TASK PROMPT
Return the exact lines spanning from the line with "Thank you for the photo above. Could you indicate the concrete" through the last line of the entries, boundaries included, and no others.

^^^^^^^^

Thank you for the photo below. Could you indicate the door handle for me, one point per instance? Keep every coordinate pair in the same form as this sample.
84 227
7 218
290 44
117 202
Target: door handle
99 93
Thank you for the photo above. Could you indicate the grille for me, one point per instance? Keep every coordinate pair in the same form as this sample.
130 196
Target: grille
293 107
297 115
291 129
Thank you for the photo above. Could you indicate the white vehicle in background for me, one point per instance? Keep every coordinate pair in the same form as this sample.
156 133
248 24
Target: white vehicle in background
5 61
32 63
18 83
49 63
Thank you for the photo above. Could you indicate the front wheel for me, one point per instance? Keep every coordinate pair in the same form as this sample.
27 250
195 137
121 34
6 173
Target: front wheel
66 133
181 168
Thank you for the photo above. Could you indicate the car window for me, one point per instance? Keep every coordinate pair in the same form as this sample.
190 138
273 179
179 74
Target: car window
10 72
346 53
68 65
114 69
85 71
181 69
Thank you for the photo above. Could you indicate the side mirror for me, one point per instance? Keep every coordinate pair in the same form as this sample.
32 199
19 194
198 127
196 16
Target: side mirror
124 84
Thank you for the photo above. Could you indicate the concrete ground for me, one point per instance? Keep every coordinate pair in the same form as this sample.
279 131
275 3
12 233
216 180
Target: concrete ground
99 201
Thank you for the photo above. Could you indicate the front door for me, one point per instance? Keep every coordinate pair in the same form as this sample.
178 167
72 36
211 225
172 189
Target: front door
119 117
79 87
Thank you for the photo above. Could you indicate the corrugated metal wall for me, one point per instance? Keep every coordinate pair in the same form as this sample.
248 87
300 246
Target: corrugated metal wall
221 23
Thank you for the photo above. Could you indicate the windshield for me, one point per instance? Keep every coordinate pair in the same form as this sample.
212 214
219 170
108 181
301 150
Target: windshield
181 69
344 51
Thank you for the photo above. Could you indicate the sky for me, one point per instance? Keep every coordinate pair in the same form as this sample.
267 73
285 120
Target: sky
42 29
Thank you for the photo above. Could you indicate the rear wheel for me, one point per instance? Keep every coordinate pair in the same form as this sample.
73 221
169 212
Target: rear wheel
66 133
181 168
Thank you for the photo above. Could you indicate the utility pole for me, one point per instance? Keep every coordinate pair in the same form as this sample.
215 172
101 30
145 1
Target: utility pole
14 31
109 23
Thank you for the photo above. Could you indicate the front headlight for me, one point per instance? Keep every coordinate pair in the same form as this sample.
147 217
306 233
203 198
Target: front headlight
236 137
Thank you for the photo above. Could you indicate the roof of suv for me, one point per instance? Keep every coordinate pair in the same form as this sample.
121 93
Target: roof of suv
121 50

^^^^^^^^

THE ANSWER
Thank you for the photo above. Could you indicate the concrete ground for me, one point per instance? Keep every coordinate pair in the same form as this sample.
279 131
275 3
12 233
216 180
Target: concrete ground
99 201
Thank you for the photo above. Could you indicate the front door for me, one point per instance? Keep every coordinate pair in the same form as this sample.
178 167
72 36
211 225
172 189
Target: front door
119 117
79 87
Thank you for the photo above. Could you indicate the corrugated metal wall for me, one point per instance? Keep every coordinate pair in the same form as this sample.
248 87
300 246
Target: corrugated metal wall
221 23
Thank you for the photo above. Could you indicate the windshield for me, one point per instance? Keep every coordinate pair in the same form as this sample.
212 214
219 170
108 181
301 150
Target: windshield
181 69
344 51
Thank you for the photo above. Could you indicate the sky for me, one point per instance? Keep every coordinate pair in the same form as this sample.
267 73
285 120
Target: sky
42 29
Thank you for the photo above. Could you indicate the rear wheel for me, one point per instance? Keep every coordinate pair in the same form as this sample.
73 221
169 212
Target: rear wheel
66 133
181 168
Thank you for the photo above. Could you indicate the utility pole for me, one point per instance? Keep every coordinate pair in the same form as this sample.
215 172
101 30
145 1
Target: utility pole
14 31
109 23
Thank you for the photo above. Could you indicate the front headlight for me, one point per instance? Keep every coordinate pair in the same form as this sample.
147 217
306 233
203 198
Target: front headlight
236 137
Thank you for the photo above. Could you indicate the roof of suv for me, one point per instance? Keep every coordinate pair in the same form as this sample.
121 93
Target: roof of suv
121 50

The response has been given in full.